## Короткое задание A
Определите, согласуется ли каждое из утверждений (i), (ii) и (iii) с фрагментом о Магжане, и подтвердите каждый ответ «да» или «нет» точной цитатой из фрагмента. (i) Свое состояние после Октябрьской революции Магжан описывал в показаниях органам НКВД. (ii) Произведение создавалось адекватно действительности. (iii) Описанную закономерность подметил Андрей Белый.
## Короткое задание B
Перепишите часть фрагмента о Магжане дословно, начиная со слов «Примерно так в» и продолжая до слов «1993, с. 11).» включительно.

## Фрагмент документа
··········
Примерно так в своих показаниях органам НКВД описывал Магжан свое со-стояние после Октябрьской революции и в годы гражданской войны. Хаос в душе был вызван взбаламученной социальными катаклизмами Степью. Эти переживания, превращаясь в поэтические, получили романтическую окраску. А если более точно, в ее разновидность - символизм. Эту закономерность в свое время подметил Владислав Ходасевич. Он писал «о попытке слить воедино жизнь и творчество... как о правде символизма» (см.: А.Эткинд. Эрос невозможного. История психоанализа в России. «Медуза», Санкт-Петербург, 1993, с. 11).

Однако подобное сближение жизни и поэзии обретало своеобразную форму и смысл. Произведение создавалось по идеалу его автора, а не адекватно действительности. И, конечно, идеалом Магжана являлись иные цели, нежели смерть.
··········
## Извлеченные материалы
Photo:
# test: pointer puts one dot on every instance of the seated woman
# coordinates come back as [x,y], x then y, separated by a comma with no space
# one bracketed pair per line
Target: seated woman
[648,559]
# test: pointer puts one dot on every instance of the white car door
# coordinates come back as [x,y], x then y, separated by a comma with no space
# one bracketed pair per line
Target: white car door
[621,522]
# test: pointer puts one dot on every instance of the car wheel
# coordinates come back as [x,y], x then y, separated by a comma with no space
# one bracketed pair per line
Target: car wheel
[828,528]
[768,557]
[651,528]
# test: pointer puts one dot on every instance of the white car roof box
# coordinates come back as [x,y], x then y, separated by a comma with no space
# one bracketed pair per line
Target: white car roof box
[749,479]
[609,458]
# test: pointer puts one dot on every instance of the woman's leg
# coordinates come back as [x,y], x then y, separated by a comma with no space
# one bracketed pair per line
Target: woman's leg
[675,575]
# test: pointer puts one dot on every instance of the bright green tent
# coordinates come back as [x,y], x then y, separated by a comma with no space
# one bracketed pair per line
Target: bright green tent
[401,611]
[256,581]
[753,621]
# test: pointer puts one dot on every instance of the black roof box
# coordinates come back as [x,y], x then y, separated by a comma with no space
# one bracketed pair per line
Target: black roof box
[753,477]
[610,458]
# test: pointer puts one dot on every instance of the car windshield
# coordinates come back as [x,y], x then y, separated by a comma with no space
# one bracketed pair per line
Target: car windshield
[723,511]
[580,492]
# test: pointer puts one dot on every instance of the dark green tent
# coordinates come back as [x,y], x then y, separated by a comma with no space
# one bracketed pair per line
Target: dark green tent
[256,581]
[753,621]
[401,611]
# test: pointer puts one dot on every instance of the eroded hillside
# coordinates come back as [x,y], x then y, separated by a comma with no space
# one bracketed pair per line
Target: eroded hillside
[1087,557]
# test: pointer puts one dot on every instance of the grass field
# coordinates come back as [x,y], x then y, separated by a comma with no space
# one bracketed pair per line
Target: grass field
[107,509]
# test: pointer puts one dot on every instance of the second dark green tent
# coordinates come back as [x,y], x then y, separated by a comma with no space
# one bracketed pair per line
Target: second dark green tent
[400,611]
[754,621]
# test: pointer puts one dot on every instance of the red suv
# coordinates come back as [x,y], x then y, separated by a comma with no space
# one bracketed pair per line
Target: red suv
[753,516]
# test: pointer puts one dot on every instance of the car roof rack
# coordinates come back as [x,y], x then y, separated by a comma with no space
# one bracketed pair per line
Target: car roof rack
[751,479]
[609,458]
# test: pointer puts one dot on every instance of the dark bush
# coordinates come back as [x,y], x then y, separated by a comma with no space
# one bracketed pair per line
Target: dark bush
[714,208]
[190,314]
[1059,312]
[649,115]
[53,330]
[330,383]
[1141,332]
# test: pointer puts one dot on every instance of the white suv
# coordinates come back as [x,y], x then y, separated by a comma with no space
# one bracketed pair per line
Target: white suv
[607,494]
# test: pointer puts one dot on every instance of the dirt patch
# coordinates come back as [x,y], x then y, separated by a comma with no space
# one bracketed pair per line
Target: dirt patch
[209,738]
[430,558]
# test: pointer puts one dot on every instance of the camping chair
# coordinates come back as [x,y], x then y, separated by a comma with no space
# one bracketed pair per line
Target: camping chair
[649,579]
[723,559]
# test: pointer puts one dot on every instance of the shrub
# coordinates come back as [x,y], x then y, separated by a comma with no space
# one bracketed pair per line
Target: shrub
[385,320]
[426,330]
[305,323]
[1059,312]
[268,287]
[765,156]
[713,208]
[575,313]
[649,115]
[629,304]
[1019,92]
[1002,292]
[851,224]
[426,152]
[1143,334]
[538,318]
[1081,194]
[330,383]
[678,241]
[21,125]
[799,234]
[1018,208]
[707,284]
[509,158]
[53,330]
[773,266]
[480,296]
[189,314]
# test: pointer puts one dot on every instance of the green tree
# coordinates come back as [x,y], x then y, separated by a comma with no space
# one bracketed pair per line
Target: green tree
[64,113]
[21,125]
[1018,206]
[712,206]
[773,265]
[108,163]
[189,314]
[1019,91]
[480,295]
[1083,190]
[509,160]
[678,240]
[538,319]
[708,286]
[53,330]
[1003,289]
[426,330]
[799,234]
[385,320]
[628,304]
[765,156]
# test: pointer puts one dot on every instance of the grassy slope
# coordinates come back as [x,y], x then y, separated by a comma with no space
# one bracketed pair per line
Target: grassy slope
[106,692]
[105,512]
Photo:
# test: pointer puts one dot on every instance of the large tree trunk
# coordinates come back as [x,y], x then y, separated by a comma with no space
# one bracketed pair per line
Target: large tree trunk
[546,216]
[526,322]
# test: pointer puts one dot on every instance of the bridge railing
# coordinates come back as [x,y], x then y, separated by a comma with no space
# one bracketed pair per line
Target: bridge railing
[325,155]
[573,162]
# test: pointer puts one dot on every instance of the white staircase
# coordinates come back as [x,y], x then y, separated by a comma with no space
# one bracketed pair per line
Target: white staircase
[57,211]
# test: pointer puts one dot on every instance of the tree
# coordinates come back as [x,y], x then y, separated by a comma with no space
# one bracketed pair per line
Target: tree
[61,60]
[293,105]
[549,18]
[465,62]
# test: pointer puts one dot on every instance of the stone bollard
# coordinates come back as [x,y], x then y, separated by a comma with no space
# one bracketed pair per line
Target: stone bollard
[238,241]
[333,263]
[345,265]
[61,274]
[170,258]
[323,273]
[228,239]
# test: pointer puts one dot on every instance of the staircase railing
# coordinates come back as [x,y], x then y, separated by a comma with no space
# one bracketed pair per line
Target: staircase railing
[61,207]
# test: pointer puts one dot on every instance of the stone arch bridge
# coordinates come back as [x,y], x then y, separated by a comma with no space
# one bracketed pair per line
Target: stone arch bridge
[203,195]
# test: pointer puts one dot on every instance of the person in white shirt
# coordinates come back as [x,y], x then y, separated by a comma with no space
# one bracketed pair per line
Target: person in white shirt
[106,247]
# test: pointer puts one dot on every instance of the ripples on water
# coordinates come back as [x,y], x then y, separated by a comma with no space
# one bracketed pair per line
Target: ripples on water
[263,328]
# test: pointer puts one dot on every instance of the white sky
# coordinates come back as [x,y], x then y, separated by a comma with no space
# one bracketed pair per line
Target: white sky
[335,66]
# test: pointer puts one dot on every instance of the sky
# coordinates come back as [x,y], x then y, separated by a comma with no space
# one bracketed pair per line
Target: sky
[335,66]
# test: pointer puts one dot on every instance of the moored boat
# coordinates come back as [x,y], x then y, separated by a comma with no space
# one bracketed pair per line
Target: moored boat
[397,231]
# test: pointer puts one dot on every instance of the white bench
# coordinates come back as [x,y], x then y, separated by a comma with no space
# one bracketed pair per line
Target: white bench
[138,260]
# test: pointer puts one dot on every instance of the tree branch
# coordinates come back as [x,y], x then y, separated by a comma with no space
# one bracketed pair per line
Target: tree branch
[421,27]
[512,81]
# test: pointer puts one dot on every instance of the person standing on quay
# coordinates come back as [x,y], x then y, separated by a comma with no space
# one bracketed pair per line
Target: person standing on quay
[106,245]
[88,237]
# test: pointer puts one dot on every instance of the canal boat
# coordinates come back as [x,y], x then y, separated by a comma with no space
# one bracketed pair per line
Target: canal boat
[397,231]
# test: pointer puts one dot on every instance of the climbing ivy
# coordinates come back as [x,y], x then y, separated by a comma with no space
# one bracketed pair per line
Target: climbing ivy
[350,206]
··········
## Результат задания A
(i) Да: «в своих показаниях органам НКВД описывал Магжан».
(ii) Нет: «Произведение создавалось по идеалу его автора, а не адекватно действительности».
(iii) Нет: «Эту закономерность в свое время подметил Владислав Ходасевич».

## Результат задания B
Примерно так в своих показаниях органам НКВД описывал Магжан свое со-стояние после Октябрьской революции и в годы гражданской войны. Хаос в душе был вызван взбаламученной социальными катаклизмами Степью. Эти переживания, превращаясь в поэтические, получили романтическую окраску. А если более точно, в ее разновидность - символизм. Эту закономерность в свое время подметил Владислав Ходасевич. Он писал «о попытке слить воедино жизнь и творчество... как о правде символизма» (см.: А.Эткинд. Эрос невозможного. История психоанализа в России. «Медуза», Санкт-Петербург, 1993, с. 11).